Provided material:

________________

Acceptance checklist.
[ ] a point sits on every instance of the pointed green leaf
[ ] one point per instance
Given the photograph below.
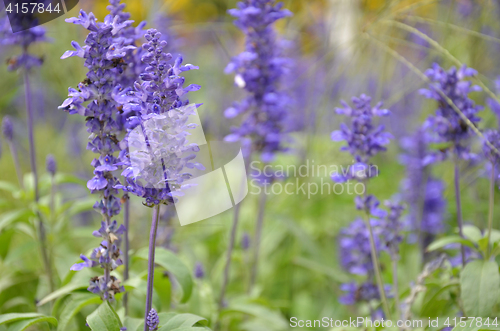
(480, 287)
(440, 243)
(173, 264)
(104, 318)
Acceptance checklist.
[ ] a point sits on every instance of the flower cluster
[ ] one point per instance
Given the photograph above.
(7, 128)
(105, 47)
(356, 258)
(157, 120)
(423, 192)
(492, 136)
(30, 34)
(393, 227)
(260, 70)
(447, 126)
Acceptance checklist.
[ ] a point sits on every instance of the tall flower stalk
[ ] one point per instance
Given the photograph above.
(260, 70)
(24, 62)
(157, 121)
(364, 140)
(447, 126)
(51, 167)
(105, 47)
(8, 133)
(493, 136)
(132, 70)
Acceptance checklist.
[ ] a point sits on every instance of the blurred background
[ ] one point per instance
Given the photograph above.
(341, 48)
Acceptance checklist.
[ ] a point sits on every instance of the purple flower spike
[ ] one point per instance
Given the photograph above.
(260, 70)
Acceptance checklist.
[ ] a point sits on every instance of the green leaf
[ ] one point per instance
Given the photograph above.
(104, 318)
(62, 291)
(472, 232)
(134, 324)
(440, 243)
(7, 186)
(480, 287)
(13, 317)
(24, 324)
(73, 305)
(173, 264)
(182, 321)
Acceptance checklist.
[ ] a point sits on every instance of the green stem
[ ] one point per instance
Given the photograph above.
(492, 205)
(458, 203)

________________

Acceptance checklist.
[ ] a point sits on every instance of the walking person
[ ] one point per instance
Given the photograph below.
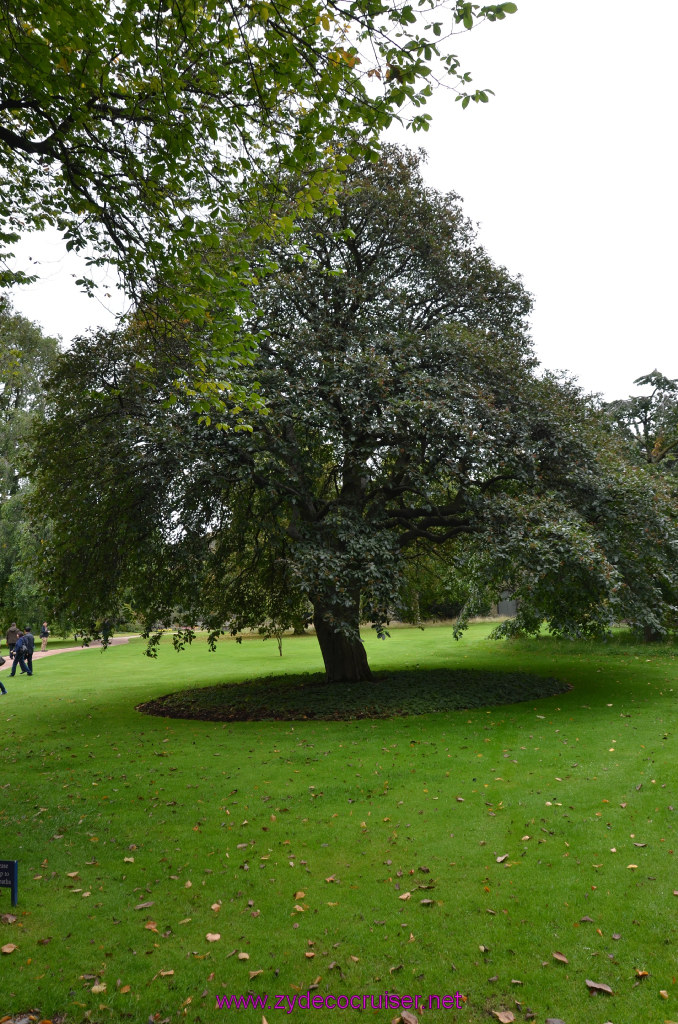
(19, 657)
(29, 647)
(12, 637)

________________

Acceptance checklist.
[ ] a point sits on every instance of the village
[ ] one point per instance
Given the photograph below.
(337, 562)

________________

Exercise instructions:
Count how many of the lines above contain the word "leaf", treating uppercase and lowercase as different. Reply with the number only.

Output of the exercise:
2